- _Consigne 1_: D'après le texte sur Suppé, à la mémoire de qui le Requiem est-il dédié ?
- _Consigne 2_: Recopie telles quelles les lignes d'annotation, de la toute première jusqu'à celle qui contient "top-left (621, 455), bottom-right (656, 495)", cette dernière comprise.

- _Texte fourni_:
Dès 1841, devenu troisième chef du Théâtre Josefstadt de Vienne, il donne ses premières œuvres, mais c'est en 1860 qu'il rencontre son premier grand succès avec l'opérette Das Pensionnat. De 1845 à sa mort, en 1891, Suppé écrit un nombre considérable d'opéras, d'opérettes, de vaudevilles, d'ouvertures, etc. Plus confidentiels, au regard de ce flot de musique sans surprises, citons trois messes et un Requiem.
Achevé en août 1855, créé le 22 novembre, le Requiem, dédié à la mémoire de Franz Pokorny – le directeur du théâtre An der Wien qui l'engagea jadis comme chanteur et chef d'orchestre –, parait donc comme une rareté dans un paysage créatif principalement construit de musique légère. Suppé s'y projette respectueux du texte liturgique : Requiem, Kyrie... jusqu'au Libera me. Le chœur pour quatre voix prédomine dans cette messe des morts à l'écriture orchestrale irréprochable (rappelons que les solides Simon Sechter et Ignaz von Seyfried comptèrent parmi ses professeurs). Le chœur, tour à tour éclatant et chuchotant, cultive une ambiance dramatique chère à l'homme de théâtre qu'est Suppé.

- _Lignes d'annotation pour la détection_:
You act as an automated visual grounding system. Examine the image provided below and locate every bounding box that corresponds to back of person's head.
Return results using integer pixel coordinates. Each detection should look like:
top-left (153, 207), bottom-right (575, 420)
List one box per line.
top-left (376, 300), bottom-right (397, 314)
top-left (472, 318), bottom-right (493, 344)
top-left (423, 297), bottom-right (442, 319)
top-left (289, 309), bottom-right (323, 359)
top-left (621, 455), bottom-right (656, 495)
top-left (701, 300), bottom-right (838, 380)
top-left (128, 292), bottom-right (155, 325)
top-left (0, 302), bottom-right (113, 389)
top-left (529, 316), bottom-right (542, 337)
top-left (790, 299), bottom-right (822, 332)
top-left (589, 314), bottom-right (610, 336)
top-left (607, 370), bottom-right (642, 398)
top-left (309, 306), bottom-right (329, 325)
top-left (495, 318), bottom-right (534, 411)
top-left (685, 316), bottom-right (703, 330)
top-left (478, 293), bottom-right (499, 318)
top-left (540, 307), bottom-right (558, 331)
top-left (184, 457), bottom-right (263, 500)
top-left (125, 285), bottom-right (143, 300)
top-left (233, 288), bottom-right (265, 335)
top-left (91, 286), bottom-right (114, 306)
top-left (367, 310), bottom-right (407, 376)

- _Bonne réponse 1_: À la mémoire de Franz Pokorny, le directeur du théâtre An der Wien.

- _Bonne réponse 2_:
You act as an automated visual grounding system. Examine the image provided below and locate every bounding box that corresponds to back of person's head.
Return results using integer pixel coordinates. Each detection should look like:
top-left (153, 207), bottom-right (575, 420)
List one box per line.
top-left (376, 300), bottom-right (397, 314)
top-left (472, 318), bottom-right (493, 344)
top-left (423, 297), bottom-right (442, 319)
top-left (289, 309), bottom-right (323, 359)
top-left (621, 455), bottom-right (656, 495)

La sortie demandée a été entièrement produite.